### STATED PROBLEM
Put every line of the entries below into a Markdown table with two columns, Row and Entry Line. Number the lines in order and skip any blank ones.
Start GIVEN DATA
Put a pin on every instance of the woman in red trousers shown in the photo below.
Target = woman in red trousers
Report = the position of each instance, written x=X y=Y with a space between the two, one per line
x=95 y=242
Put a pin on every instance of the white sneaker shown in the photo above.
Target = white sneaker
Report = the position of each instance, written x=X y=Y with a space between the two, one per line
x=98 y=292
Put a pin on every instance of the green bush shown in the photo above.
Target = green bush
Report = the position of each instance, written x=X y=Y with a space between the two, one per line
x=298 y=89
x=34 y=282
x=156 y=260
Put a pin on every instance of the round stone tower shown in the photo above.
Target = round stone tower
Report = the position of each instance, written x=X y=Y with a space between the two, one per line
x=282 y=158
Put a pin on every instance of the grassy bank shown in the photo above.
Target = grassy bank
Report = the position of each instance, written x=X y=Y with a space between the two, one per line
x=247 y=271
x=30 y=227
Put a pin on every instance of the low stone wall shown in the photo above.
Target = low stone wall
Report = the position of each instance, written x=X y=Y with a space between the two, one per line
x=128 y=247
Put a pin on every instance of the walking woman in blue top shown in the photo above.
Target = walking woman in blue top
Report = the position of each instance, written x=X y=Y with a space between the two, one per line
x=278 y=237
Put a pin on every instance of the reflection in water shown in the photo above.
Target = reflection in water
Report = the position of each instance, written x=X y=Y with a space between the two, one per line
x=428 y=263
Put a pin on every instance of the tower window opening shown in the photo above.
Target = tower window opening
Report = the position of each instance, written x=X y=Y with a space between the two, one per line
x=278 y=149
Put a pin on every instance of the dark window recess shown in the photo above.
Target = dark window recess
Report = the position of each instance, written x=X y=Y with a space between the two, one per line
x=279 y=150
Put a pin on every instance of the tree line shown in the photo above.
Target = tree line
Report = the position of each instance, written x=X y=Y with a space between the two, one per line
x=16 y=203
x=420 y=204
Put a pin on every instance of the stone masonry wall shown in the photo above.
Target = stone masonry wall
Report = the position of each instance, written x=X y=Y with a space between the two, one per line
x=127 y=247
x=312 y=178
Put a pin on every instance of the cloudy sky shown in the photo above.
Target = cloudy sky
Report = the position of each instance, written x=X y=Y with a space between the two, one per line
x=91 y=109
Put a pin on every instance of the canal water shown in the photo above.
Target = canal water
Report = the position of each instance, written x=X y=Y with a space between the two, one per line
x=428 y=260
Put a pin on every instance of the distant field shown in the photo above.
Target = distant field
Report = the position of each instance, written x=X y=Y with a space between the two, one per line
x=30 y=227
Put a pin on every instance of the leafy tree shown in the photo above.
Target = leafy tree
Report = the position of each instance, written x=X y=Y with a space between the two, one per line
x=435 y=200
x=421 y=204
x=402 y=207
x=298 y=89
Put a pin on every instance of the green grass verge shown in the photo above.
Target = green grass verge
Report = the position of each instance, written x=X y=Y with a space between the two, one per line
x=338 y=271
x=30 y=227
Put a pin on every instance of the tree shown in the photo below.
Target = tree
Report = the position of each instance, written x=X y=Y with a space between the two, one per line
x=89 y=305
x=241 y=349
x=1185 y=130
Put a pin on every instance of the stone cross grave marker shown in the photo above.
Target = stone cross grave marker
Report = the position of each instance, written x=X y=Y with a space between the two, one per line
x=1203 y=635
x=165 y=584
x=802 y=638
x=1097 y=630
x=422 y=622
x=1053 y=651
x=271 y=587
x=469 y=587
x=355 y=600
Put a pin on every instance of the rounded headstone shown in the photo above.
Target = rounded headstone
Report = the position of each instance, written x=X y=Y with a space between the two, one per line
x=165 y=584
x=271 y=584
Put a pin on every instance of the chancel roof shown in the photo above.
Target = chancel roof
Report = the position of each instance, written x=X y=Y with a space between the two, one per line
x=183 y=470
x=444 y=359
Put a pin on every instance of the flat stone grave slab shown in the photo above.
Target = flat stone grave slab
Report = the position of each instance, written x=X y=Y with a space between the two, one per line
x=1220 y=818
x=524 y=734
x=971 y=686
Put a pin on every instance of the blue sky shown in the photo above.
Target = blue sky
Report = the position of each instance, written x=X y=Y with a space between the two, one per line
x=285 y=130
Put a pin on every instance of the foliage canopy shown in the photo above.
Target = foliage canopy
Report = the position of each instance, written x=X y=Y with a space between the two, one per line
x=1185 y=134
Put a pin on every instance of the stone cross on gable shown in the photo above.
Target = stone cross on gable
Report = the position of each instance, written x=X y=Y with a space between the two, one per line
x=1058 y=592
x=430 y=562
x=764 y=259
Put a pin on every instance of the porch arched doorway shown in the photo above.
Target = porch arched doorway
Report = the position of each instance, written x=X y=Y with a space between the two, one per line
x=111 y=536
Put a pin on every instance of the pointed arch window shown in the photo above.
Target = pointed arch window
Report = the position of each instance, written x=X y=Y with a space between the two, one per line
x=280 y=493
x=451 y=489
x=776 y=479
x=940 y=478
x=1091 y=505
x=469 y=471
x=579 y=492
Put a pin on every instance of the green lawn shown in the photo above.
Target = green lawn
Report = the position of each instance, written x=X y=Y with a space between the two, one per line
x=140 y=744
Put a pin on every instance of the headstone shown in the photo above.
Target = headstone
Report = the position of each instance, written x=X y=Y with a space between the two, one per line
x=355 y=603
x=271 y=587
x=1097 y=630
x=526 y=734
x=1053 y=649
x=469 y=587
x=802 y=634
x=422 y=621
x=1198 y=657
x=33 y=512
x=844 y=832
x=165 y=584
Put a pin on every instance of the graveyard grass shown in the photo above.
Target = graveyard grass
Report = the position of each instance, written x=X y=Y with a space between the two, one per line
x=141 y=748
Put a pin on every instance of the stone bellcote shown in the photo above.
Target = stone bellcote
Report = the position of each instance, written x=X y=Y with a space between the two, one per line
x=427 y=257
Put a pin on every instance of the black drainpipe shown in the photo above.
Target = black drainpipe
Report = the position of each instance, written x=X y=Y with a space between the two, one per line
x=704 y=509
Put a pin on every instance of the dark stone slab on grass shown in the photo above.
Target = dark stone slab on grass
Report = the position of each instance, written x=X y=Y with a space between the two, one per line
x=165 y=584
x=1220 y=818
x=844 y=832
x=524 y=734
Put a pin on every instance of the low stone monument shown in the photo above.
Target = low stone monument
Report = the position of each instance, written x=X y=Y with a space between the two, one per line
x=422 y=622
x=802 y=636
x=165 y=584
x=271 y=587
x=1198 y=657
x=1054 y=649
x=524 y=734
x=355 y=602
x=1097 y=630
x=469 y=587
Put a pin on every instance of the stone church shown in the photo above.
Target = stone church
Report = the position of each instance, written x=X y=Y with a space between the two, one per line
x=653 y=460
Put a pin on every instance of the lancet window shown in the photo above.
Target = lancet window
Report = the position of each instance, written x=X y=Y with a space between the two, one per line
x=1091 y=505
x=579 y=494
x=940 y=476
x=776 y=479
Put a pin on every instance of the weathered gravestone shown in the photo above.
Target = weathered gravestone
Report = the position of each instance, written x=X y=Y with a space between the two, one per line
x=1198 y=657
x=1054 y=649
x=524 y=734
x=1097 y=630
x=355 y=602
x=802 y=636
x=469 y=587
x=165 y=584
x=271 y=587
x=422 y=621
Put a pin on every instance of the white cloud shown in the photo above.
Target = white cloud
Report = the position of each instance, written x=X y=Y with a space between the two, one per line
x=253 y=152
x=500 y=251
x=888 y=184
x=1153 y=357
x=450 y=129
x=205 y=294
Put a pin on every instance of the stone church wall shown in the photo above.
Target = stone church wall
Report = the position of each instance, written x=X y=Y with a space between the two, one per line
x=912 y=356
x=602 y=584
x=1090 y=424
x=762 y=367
End GIVEN DATA
### ANSWER TO THIS PROBLEM
| Row | Entry Line |
|---|---|
| 1 | Put a pin on every instance of the woman in red trousers shown in the photo below. |
| 2 | Target = woman in red trousers |
| 3 | Report = the position of each instance, written x=X y=Y with a space between the two, one per line |
| 4 | x=95 y=242 |
| 5 | Put a pin on every instance of the white sneaker shown in the photo above. |
| 6 | Target = white sneaker |
| 7 | Report = the position of each instance, written x=X y=Y with a space between the two, one per line |
| 8 | x=98 y=292 |
| 9 | Put a pin on every instance of the green bush shown in the photo above. |
| 10 | Target = green bush |
| 11 | Report = the position of each instance, written x=X y=Y with a space between the two, one per line |
| 12 | x=298 y=89 |
| 13 | x=34 y=282 |
| 14 | x=156 y=260 |
| 15 | Put a pin on every instance of the round stone tower shown in the photo above. |
| 16 | Target = round stone tower |
| 17 | Report = the position of each instance, written x=X y=Y with a space between the two, one per line |
| 18 | x=282 y=158 |
| 19 | Put a pin on every instance of the grassy bank shown in the photo above. |
| 20 | Target = grassy bank |
| 21 | Report = the position of each instance, written x=X y=Y with a space between the two, one per line |
| 22 | x=247 y=271 |
| 23 | x=30 y=227 |
| 24 | Put a pin on every instance of the low stone wall shown in the photo above. |
| 25 | Target = low stone wall |
| 26 | Report = the position of each instance, written x=X y=Y with a space between the two, one per line |
| 27 | x=128 y=247 |
| 28 | Put a pin on every instance of the walking woman in blue top shown in the photo above. |
| 29 | Target = walking woman in blue top |
| 30 | Report = the position of each instance, written x=X y=Y with a space between the two, one per line |
| 31 | x=278 y=237 |
| 32 | Put a pin on every instance of the reflection in water shown in the photo above. |
| 33 | Target = reflection in water |
| 34 | Report = the position of each instance, written x=X y=Y with a space between the two, one per line |
| 35 | x=428 y=263 |
| 36 | Put a pin on every instance of the tower window opening shown in the photo above. |
| 37 | Target = tower window opening |
| 38 | Report = the position of each instance, written x=X y=Y with a space between the two, one per line |
| 39 | x=278 y=149 |
| 40 | Put a pin on every instance of the dark window recess shown in the photo above. |
| 41 | Target = dark window recess |
| 42 | Report = the position of each instance, written x=X y=Y with a space between the two, one per line |
| 43 | x=279 y=150 |
| 44 | Put a pin on every instance of the tree line shown in the photo above. |
| 45 | Target = tree line |
| 46 | Report = the position of each instance, written x=X y=Y with a space between the two, one per line |
| 47 | x=16 y=203 |
| 48 | x=420 y=204 |
| 49 | Put a pin on every instance of the stone masonry wall shown in the photo above. |
| 50 | Target = stone masonry wall |
| 51 | Report = the position of each instance, written x=X y=Y with a space between the two, one per line |
| 52 | x=127 y=247 |
| 53 | x=312 y=178 |
| 54 | Put a pin on every instance of the cloudy sky shown in the photo above. |
| 55 | Target = cloudy sky |
| 56 | Report = the position of each instance, written x=X y=Y with a space between the two, one per line |
| 57 | x=91 y=109 |
| 58 | Put a pin on every instance of the canal water shown in the photo above. |
| 59 | Target = canal water |
| 60 | Report = the position of each instance, written x=X y=Y with a space between the two, one per line |
| 61 | x=428 y=260 |
| 62 | Put a pin on every instance of the distant field shown in the photo above. |
| 63 | Target = distant field |
| 64 | Report = the position of each instance, written x=X y=Y with a space between the two, one per line |
| 65 | x=30 y=227 |
| 66 | Put a pin on every instance of the leafy tree shown in the photo above. |
| 67 | Target = leafy tree |
| 68 | Report = the position of each instance, written x=X y=Y with a space between the two, one per line |
| 69 | x=435 y=200 |
| 70 | x=421 y=204 |
| 71 | x=402 y=207 |
| 72 | x=298 y=89 |
| 73 | Put a pin on every instance of the green grass verge shown in the photo above. |
| 74 | Target = green grass verge |
| 75 | Report = the position of each instance, written x=X y=Y with a space between the two, one per line |
| 76 | x=338 y=271 |
| 77 | x=30 y=227 |
| 78 | Put a pin on every instance of the tree shown in the photo below. |
| 79 | Target = tree |
| 80 | Report = the position of each instance, written x=X y=Y with a space between the two, one per line |
| 81 | x=89 y=305 |
| 82 | x=241 y=349 |
| 83 | x=1185 y=130 |
| 84 | Put a pin on every instance of the stone cross grave marker shown in the photo above. |
| 85 | Target = stone cross grave marker |
| 86 | Report = the position of each instance, written x=X y=Y with a space between the two, one per line |
| 87 | x=1203 y=635 |
| 88 | x=165 y=584 |
| 89 | x=802 y=638 |
| 90 | x=1097 y=630 |
| 91 | x=422 y=622 |
| 92 | x=1053 y=651 |
| 93 | x=271 y=587 |
| 94 | x=469 y=587 |
| 95 | x=355 y=600 |
| 96 | Put a pin on every instance of the rounded headstone shown in the photo above. |
| 97 | Target = rounded headstone |
| 98 | Report = the position of each instance, written x=X y=Y with a space between the two, one per line |
| 99 | x=165 y=584 |
| 100 | x=271 y=584 |
| 101 | Put a pin on every instance of the chancel roof shown in the photo above. |
| 102 | Target = chancel roof |
| 103 | Report = the position of each instance, written x=X y=Y with a space between the two, one per line |
| 104 | x=183 y=470 |
| 105 | x=444 y=359 |
| 106 | Put a pin on every instance of the flat stone grave slab shown in the photo above. |
| 107 | Target = flat stone grave slab |
| 108 | Report = the position of each instance, written x=X y=Y with a space between the two, one per line |
| 109 | x=1220 y=818 |
| 110 | x=524 y=734 |
| 111 | x=971 y=686 |
| 112 | Put a pin on every instance of the blue sky shown in the photo above. |
| 113 | Target = blue sky |
| 114 | Report = the position of each instance, written x=X y=Y with a space between the two, one per line |
| 115 | x=285 y=130 |
| 116 | Put a pin on every instance of the foliage canopy shown in the photo above. |
| 117 | Target = foliage canopy |
| 118 | Report = the position of each instance, written x=X y=Y with a space between the two, one per line |
| 119 | x=1185 y=134 |
| 120 | Put a pin on every instance of the stone cross on gable shown in the photo above. |
| 121 | Target = stone cross on gable |
| 122 | Report = the position of each instance, written x=X y=Y with a space between the two, one per line |
| 123 | x=1058 y=592 |
| 124 | x=430 y=562 |
| 125 | x=764 y=259 |
| 126 | Put a pin on every instance of the porch arched doorway shown in the photo above. |
| 127 | Target = porch arched doorway |
| 128 | Report = the position of each instance, written x=X y=Y with a space between the two, one per line |
| 129 | x=111 y=536 |
| 130 | Put a pin on every instance of the pointed arch window shown in the photo above. |
| 131 | Target = pointed arch window |
| 132 | Report = the position of each instance, written x=X y=Y with a space between the two, one per line |
| 133 | x=280 y=493 |
| 134 | x=451 y=489 |
| 135 | x=776 y=479 |
| 136 | x=940 y=478 |
| 137 | x=1091 y=505 |
| 138 | x=469 y=471 |
| 139 | x=579 y=492 |
| 140 | Put a pin on every instance of the green lawn shown in the photo above. |
| 141 | Target = green lawn |
| 142 | Report = the position of each instance, written x=X y=Y with a space between the two, one per line |
| 143 | x=140 y=744 |
| 144 | Put a pin on every instance of the headstone shown in the photo above. |
| 145 | Target = headstone |
| 146 | Report = the position of each instance, written x=X y=Y with a space between the two, one per line |
| 147 | x=355 y=603 |
| 148 | x=271 y=587 |
| 149 | x=1097 y=630 |
| 150 | x=526 y=734 |
| 151 | x=1053 y=649 |
| 152 | x=469 y=587 |
| 153 | x=802 y=634 |
| 154 | x=422 y=621 |
| 155 | x=1198 y=657 |
| 156 | x=33 y=512 |
| 157 | x=844 y=832 |
| 158 | x=165 y=584 |
| 159 | Put a pin on every instance of the graveyard grass shown in the photo above. |
| 160 | Target = graveyard grass |
| 161 | Report = the position of each instance, written x=X y=Y with a space between the two, one per line |
| 162 | x=141 y=748 |
| 163 | Put a pin on every instance of the stone bellcote shown in the photo above. |
| 164 | Target = stone bellcote |
| 165 | Report = the position of each instance, written x=X y=Y with a space between the two, one per line |
| 166 | x=427 y=257 |
| 167 | Put a pin on every instance of the black drainpipe shown in the photo above. |
| 168 | Target = black drainpipe |
| 169 | Report = the position of each instance, written x=X y=Y with a space between the two, one per line |
| 170 | x=704 y=509 |
| 171 | Put a pin on every instance of the dark stone slab on grass shown in the photo above. |
| 172 | Target = dark stone slab on grass |
| 173 | Report = the position of each instance, written x=X y=Y with a space between the two, one per line |
| 174 | x=165 y=584 |
| 175 | x=1220 y=818 |
| 176 | x=844 y=832 |
| 177 | x=524 y=734 |
| 178 | Put a pin on every instance of the low stone monument shown in the photo above. |
| 179 | Target = low stone monument |
| 180 | Report = the position of each instance, written x=X y=Y with a space between the two, one per line |
| 181 | x=422 y=622 |
| 182 | x=802 y=636 |
| 183 | x=165 y=584 |
| 184 | x=271 y=587 |
| 185 | x=1198 y=657 |
| 186 | x=1054 y=649 |
| 187 | x=524 y=734 |
| 188 | x=355 y=602 |
| 189 | x=1097 y=630 |
| 190 | x=469 y=587 |
| 191 | Put a pin on every instance of the stone church shown in the photo above. |
| 192 | Target = stone church |
| 193 | Report = the position of each instance, written x=X y=Y with a space between the two, one per line |
| 194 | x=653 y=460 |
| 195 | Put a pin on every instance of the lancet window shown in the photo above. |
| 196 | Target = lancet window |
| 197 | Report = the position of each instance, written x=X y=Y with a space between the two, one per line |
| 198 | x=1091 y=505 |
| 199 | x=579 y=494 |
| 200 | x=940 y=476 |
| 201 | x=776 y=479 |
| 202 | Put a pin on every instance of the weathered gravestone shown in the photo above. |
| 203 | Target = weathered gravestone |
| 204 | Report = the position of each instance, written x=X y=Y with a space between the two, one per line |
| 205 | x=1198 y=657 |
| 206 | x=1054 y=649 |
| 207 | x=524 y=734 |
| 208 | x=1097 y=630 |
| 209 | x=355 y=602 |
| 210 | x=802 y=636 |
| 211 | x=469 y=587 |
| 212 | x=165 y=584 |
| 213 | x=271 y=587 |
| 214 | x=422 y=621 |
| 215 | Put a pin on every instance of the white cloud shown in the photo above. |
| 216 | Target = white cloud |
| 217 | Report = the position of each instance, written x=X y=Y with a space between the two, one per line |
| 218 | x=253 y=152 |
| 219 | x=500 y=251 |
| 220 | x=888 y=184 |
| 221 | x=1153 y=357 |
| 222 | x=450 y=129 |
| 223 | x=205 y=294 |
| 224 | Put a pin on every instance of the stone church wall shown in the photo above. |
| 225 | Target = stone church wall |
| 226 | Report = the position of each instance, written x=X y=Y with a space between the two, one per line |
| 227 | x=912 y=356 |
| 228 | x=602 y=584 |
| 229 | x=1090 y=424 |
| 230 | x=762 y=367 |